**WHAT TO PRODUCE**
This exercise asks for every line of the material that includes the word "arched".

BEGIN

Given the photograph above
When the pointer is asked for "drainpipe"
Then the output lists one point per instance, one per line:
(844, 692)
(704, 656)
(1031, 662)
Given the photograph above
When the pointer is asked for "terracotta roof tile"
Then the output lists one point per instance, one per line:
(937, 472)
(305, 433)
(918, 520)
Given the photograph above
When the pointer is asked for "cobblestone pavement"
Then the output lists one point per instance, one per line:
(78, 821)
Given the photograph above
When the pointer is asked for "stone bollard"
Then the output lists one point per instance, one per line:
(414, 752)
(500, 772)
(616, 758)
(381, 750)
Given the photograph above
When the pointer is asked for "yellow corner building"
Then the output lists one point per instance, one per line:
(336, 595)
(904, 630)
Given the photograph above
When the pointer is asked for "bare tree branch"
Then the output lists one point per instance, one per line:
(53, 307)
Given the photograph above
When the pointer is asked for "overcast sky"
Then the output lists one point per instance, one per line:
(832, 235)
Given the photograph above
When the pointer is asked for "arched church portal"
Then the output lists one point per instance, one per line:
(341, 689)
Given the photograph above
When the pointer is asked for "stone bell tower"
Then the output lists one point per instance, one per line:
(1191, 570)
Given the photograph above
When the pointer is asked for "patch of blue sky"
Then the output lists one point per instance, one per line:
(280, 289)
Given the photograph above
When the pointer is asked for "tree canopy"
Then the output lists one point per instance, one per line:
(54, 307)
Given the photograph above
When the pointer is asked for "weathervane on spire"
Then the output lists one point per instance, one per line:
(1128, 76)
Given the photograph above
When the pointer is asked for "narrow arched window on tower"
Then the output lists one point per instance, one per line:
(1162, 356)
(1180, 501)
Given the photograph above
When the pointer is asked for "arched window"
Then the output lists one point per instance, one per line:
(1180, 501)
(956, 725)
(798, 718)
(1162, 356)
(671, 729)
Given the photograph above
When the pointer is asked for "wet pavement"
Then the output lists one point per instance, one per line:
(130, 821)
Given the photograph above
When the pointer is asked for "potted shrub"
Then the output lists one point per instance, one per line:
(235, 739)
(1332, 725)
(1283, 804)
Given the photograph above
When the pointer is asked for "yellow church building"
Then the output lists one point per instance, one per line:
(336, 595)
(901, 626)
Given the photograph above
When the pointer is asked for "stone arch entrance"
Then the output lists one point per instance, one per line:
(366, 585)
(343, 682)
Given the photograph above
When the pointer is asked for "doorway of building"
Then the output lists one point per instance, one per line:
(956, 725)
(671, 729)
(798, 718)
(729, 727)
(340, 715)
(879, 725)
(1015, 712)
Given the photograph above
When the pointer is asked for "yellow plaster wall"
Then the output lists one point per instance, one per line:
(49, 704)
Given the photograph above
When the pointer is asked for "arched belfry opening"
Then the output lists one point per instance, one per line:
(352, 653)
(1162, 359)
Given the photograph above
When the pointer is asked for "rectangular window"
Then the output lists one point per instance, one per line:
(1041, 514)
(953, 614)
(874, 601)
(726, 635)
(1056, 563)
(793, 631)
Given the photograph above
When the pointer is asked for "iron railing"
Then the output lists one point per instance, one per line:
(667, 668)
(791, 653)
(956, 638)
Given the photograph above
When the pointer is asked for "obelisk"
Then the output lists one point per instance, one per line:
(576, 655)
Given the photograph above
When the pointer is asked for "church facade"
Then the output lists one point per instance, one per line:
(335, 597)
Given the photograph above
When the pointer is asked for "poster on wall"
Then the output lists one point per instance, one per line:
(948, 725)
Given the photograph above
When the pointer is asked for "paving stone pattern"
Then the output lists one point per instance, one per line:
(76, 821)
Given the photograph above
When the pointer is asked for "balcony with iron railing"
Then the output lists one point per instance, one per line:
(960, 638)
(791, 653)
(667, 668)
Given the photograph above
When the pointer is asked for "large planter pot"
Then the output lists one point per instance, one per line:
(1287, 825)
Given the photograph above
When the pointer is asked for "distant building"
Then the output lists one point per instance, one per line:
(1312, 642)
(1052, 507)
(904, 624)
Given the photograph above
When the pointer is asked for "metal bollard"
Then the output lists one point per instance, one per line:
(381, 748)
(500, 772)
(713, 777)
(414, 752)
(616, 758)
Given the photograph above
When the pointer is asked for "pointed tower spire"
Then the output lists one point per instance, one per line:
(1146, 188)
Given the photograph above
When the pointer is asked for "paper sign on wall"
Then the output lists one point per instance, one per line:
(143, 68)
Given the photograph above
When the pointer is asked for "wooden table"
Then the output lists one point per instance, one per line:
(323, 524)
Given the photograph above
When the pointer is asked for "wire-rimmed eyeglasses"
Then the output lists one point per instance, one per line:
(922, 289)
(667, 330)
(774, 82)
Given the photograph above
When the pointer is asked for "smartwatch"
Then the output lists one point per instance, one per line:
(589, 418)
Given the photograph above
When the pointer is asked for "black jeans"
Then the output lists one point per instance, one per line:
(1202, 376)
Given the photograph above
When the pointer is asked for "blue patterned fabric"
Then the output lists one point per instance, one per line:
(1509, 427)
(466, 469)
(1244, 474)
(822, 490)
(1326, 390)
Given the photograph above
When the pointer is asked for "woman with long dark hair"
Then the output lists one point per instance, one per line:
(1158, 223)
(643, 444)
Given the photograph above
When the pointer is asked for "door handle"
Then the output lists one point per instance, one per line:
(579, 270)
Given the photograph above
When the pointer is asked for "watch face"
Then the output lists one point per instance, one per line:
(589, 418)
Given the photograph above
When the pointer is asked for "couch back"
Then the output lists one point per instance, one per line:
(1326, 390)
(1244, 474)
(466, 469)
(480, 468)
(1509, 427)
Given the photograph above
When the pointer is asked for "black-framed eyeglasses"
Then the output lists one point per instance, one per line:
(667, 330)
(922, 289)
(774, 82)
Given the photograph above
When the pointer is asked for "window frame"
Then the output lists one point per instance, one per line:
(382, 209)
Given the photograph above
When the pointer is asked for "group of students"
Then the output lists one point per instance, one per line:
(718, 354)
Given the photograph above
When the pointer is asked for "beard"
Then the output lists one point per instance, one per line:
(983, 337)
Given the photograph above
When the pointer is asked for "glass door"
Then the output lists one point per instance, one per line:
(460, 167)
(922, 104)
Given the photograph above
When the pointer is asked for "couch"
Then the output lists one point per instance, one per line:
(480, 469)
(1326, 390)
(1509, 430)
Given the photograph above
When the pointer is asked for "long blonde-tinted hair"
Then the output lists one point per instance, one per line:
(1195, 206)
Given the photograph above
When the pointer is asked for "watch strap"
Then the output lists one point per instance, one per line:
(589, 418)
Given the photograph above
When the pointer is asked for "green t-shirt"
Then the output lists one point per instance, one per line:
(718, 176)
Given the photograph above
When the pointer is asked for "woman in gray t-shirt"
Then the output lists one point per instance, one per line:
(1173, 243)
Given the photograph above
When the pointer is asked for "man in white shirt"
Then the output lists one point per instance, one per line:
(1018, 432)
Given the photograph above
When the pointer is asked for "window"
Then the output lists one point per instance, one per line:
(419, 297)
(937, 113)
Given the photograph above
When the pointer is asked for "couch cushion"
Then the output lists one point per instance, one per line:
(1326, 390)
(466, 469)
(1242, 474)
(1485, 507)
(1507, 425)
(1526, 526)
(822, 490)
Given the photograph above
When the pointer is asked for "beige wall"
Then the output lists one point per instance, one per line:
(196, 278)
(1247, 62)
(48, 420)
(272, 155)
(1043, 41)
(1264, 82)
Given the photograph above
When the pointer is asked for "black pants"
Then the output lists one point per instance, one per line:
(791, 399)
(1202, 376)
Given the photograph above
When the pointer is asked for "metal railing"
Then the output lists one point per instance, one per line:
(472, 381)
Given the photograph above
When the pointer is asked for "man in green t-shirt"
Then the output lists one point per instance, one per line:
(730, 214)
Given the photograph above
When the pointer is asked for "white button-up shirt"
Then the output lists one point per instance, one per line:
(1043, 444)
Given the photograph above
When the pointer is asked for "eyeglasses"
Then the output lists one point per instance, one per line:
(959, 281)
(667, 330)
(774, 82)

END

**WORKED SOLUTION**
When the pointer is asked for "arched church portal"
When the pointer is asked for "narrow arched window on tower"
When the pointer is asked for "arched window"
When the pointer is asked for "arched belfry opening"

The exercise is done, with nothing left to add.